* TASK REQUIREMENTS:
Pick up the lemon roasted spatchcock chicken recipe after its last sentence and carry it forward.

* TEXT SECTION:
· · · · · · ·

We're spatchcocking today!! Get excited. This Lemon Roasted Spatchcock Chicken is coming your way and it's a great way to meal prep for the week. Pick Caprese Orzo Salad, a Chopped Greek Salad or a Butter Lettuce Salad to complement this perfect roast chicken!!
Table of Contents
Why I Love This Recipe
In case you haven't heard of spatchcocking - it's basically splitting the chicken by removing the backbone and flattening it out so it roasts much faster. And while that might sound complicated - we've got a step by step photo tutorial on how to do it!
Growing up, my parents would always make whole roasted chickens on the regular. They were amazing to say the least. And let's not even start on the crispy chicken skin - I'd demolish that by myself no problem. The whole house would smell fantastic and if there were leftovers, my mom would throw them into one of my favorite casseroles for the next night.
These days, I make my own roasted chicken a few times a month. And when there are leftovers, I'll throw them into the same casserole that my husband is now obsessed with or put them into a salad of some sorts. Last weekend we were in a bit of a rush to head over to a friends party, but I was determined to roast one off for the week to use as leftovers. So instead of roasting it whole, I spatchcocked it! GENIUS! Way less time and just as delicious.
Spatchcock is just a fancy way of calling a chicken or a turkey that's been butterflied. The backbone is removed so you can open it up and roast the entire thing so it's extra crispy. I roast mine with tons of lemons, salt, pepper, garlic and whatever herbs I have on hand, plus some potatoes to catch any of the drippings and soak up all that flavor.
Once it's done, not only will your house smell absurdly delicious, but you'll have one good looking dinner and hopefully leftovers! Carve it up, shred it up, toss it into some enchiladas and never fear about having time to roast and entire chicken ever again! And while this is a tutorial for a Spatchcock Chicken, you can do the same thing with a turkey! And you can spice either differently depending on what you plan on using the meat for.
Ingredients & Substitutions
- Whole Chicken
- Olive Oil plus more for potatoes
- Dried Oregano
- Dried Thyme
- Lemon juiced and zested
- Chopped Rosemary
- Kosher Salt and Black Pepper freshly ground
- Garlic sliced in half
- Lemons halved
- Baby Potatoes
*For a full list of ingredients and instructions please see recipe card below.
How to Make Roasted Spatchcock Chicken
Step 1: Start by cutting along one side of the backbone.
Step 2: Cut all the way to the top and then cut the other side of the backbone. Remove the bone entirely.
Step 3: Flip the chicken over and push it down with your hand breaking the breast bone.

· · · · · · ·

* LISTED ENTRIES:
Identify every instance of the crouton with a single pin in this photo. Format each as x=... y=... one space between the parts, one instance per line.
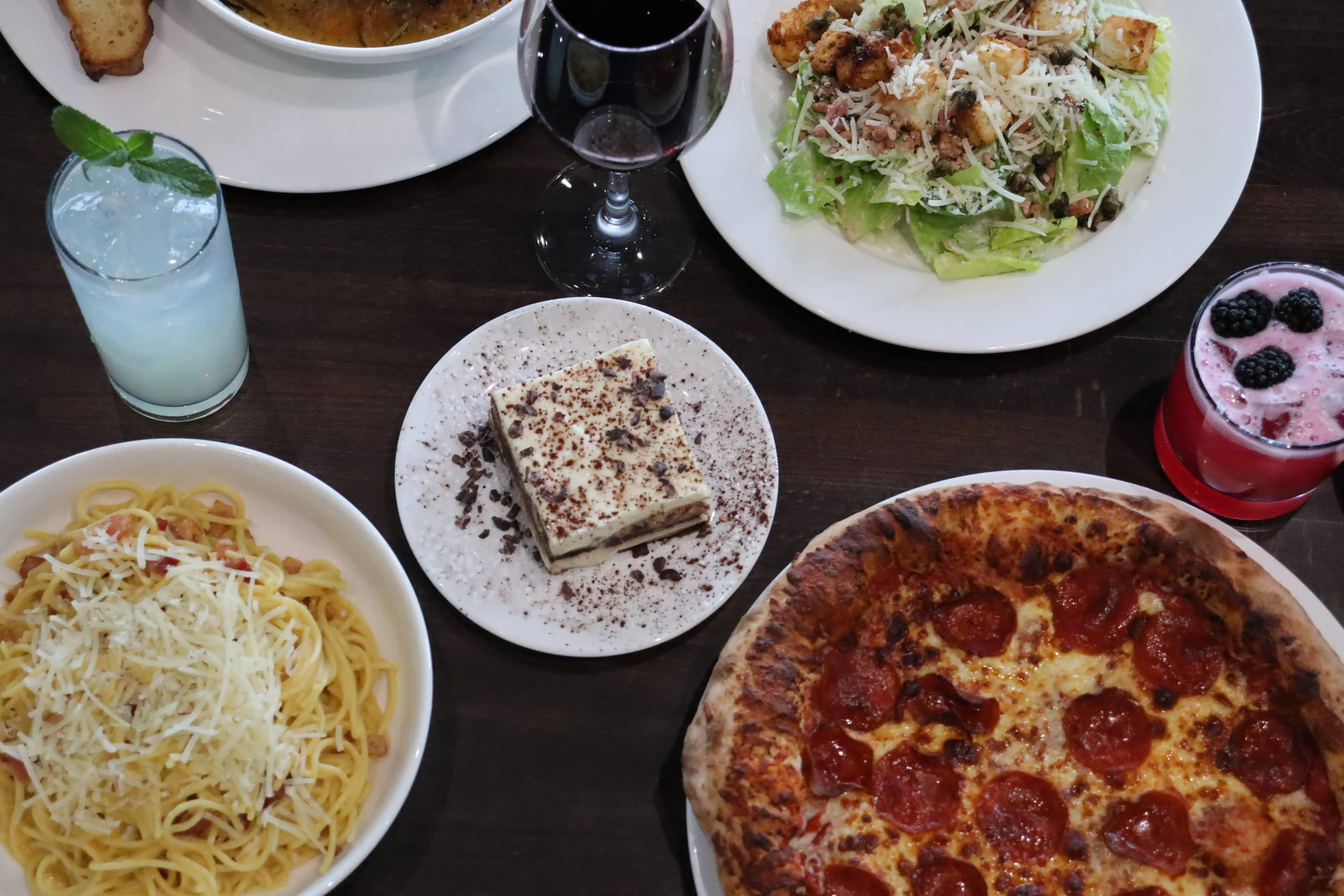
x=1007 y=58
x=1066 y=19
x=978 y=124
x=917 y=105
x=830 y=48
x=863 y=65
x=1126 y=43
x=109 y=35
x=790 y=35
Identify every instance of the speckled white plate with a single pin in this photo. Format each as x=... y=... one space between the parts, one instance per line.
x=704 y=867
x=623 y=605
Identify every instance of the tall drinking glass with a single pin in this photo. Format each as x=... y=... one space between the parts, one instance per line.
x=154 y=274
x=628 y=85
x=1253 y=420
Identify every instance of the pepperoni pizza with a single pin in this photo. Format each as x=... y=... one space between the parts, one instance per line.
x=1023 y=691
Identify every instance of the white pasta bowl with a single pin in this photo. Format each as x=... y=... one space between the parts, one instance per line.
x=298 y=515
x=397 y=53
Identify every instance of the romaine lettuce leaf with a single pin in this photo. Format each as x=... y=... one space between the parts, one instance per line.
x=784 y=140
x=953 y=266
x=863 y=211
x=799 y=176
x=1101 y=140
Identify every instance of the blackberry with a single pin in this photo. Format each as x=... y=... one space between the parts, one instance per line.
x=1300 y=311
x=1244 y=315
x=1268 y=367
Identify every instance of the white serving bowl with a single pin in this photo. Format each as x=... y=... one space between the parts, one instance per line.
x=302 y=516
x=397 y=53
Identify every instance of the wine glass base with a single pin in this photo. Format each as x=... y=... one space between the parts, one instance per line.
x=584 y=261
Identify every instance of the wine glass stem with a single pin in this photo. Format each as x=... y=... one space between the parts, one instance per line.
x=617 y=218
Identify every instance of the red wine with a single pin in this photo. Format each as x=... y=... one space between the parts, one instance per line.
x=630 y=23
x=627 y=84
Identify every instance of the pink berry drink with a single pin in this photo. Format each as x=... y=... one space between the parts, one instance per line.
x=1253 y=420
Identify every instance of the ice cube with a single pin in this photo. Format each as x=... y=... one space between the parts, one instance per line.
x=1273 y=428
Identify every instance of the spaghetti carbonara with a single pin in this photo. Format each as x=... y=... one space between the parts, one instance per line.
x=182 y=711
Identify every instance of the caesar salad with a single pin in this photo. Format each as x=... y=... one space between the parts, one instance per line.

· · · · · · ·

* THE ANSWER:
Step 4: Season with salt, pepper and herbs.
Step 5: Tuck lemons around the bird for extra flavor.
Step 6: Add some baby potatoes to soak up all the drippings.
Step 7: Drizzle some olive oil.
Step 8: Cook until the bird is 165 degrees F.
Step 9: Remove and let rest for 15 minutes before slicing and serving.
How to Store Roasted Spatchcock Chicken
You can store the roasted chicken in the fridge in an airtight container for 3-4 days. With chicken especially, make sure you warm it to the safe temperature when re-heating.
How to Freeze Roasted Spatchcock Chicken
You sure can freeze roasted chicken. I recommend shredding and taking the meat off the bone before doing so. However, if you wish to consume it in non-shredded forms, you can also leave the pieces as is. Portion the chicken into the amounts you would like to defrost at a time, date them, and freeze them for up to 2 months.
To thaw, you can leave it in the fridge overnight. Make sure to heat to the safe temperature when its time to heat. You can also use frozen if adding to a stew.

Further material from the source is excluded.